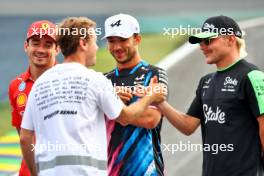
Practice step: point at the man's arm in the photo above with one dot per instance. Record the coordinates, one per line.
(184, 123)
(27, 143)
(261, 130)
(149, 119)
(132, 114)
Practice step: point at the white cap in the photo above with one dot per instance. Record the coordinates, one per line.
(121, 25)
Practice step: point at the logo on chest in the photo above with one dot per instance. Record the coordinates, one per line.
(218, 115)
(229, 84)
(139, 80)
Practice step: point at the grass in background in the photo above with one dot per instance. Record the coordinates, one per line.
(152, 49)
(5, 118)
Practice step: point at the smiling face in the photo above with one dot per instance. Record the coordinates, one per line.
(216, 50)
(41, 51)
(123, 50)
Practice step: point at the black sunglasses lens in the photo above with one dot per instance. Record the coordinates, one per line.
(207, 41)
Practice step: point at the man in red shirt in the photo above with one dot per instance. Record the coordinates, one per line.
(41, 48)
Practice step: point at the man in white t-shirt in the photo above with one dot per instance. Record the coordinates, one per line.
(66, 109)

◆ ◆ ◆ ◆ ◆

Return the full listing above verbatim, please, but without its images.

SOLUTION TO THIS EXERCISE:
Practice step: point at the man's arm in the photo above with one dot per instance. Record the coordinates, one per line.
(184, 123)
(27, 143)
(261, 130)
(149, 119)
(132, 114)
Practice step: point at the white cap in the photo above with one dot per instance. Record the coordinates, one per line.
(121, 25)
Practice step: point at the logo on chest in the photo above with one dot per instance. Record the coordinates, one per line.
(218, 115)
(229, 84)
(139, 80)
Practice step: point at the grass in background in the photo above with one dot per instance. Record the coordinates, one per line.
(152, 49)
(5, 118)
Practice step: point at the smiling face in the photo above with one dot per instance. Record the coordinates, one per line.
(216, 50)
(41, 51)
(123, 50)
Practice step: point at the black sunglasses lens in the photo above with one dot per instance. Record the coordinates, one per line.
(207, 41)
Practice step: point at the man in red shirt in the photo above with one dot per instance. Record the coordinates, one per line.
(41, 48)
Practice step: point at the man in white t-shirt in the photo above with one dot per instance. Record the coordinates, one per line.
(66, 109)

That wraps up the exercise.